__What you will do__.
#1 From the Polkadot README, copy the passage from "The README provides" to "our package repositories." word for word.
#2 List every command in the Polkadot README that begins with "apt".

__Passage given__.

The README provides information about installing the polkadot binary and developing on the codebase. For more specific
guides, like how to run a validator node, see the Polkadot Wiki.
Installation
Using a pre-compiled binary
If you just wish to run a Polkadot node without compiling it yourself, you may either:
- run the latest binary from our releases page (make sure to also
download all the
workerbinaries and put them in the same directory aspolkadot), or - install Polkadot from one of our package repositories.
Debian-based (Debian, Ubuntu)
Currently supports Debian 10 (Buster) and Ubuntu 20.04 (Focal), and derivatives. Run the following
commands as the root user.
# Import the security@parity.io GPG key
gpg --recv-keys --keyserver hkps://keys.mailvelope.com 9D4B2B6EB8F97156D19669A9FF0812D491B96798
gpg --export 9D4B2B6EB8F97156D19669A9FF0812D491B96798 > /usr/share/keyrings/parity.gpg
# Add the Parity repository and update the package index
echo 'deb [signed-by=/usr/share/keyrings/parity.gpg] https://releases.parity.io/deb release main' > /etc/apt/sources.list.d/parity.list
apt update
# Install the `parity-keyring` package - This will ensure the GPG key
# used by APT remains up-to-date
apt install parity-keyring
# Install polkadot
apt install polkadot
Installation from the Debian repository will create a systemd service that can be used to run a
Polkadot node. This is disabled by default, and can be started by running systemctl start polkadot
on demand (use systemctl enable polkadot to make it auto-start after reboot). By default, it will
run as the polkadot user. Command-line flags passed to the binary can be customized by editing
/etc/default/polkadot. This file will not be overwritten on updating Polkadot. You may also just
run the node directly from the command-line.
Building
Since the Polkadot node is based on Substrate, first set up your build environment according to the Substrate installation instructions.
Install via Cargo
Make sure you have the support software installed from the Build from Source section below this section.
If you want to install Polkadot in your PATH, you can do so with:
cargo install --git https://github.com/paritytech/polkadot-sdk --tag <version> polkadot --locked
Build from Source
Build the client by cloning this repository and running the following commands from the root directory of the repo:
git checkout <latest tagged release>
cargo build --release
Note: if you want to move the built polkadot binary somewhere (e.g. into $PATH) you will also
need to move polkadot-execute-worker and polkadot-prepare-worker. You can let cargo do all this
for you by running:
cargo install --path . --locked
Build from Source with Docker
You can also build from source using Parity CI docker image:
git checkout <latest tagged release>
docker run --rm -it -w /shellhere/polkadot \
-v $(pwd):/shellhere/polkadot \
paritytech/ci-linux:production cargo build --release
sudo chown -R $(id -u):$(id -g) target/
If you want to reproduce other steps of CI process you can use the following guide.

__Recorded information__.
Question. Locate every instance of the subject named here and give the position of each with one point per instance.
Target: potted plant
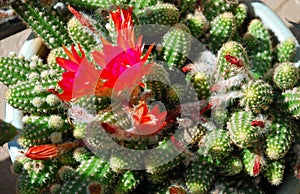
(162, 97)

__Responses to the tasks__.
#1
The README provides information about installing the polkadot binary and developing on the codebase. For more specific
guides, like how to run a validator node, see the Polkadot Wiki.
Installation
Using a pre-compiled binary
If you just wish to run a Polkadot node without compiling it yourself, you may either:
- run the latest binary from our releases page (make sure to also
download all the
workerbinaries and put them in the same directory aspolkadot), or - install Polkadot from one of our package repositories.

#2
- apt update
- apt install parity-keyring
- apt install polkadot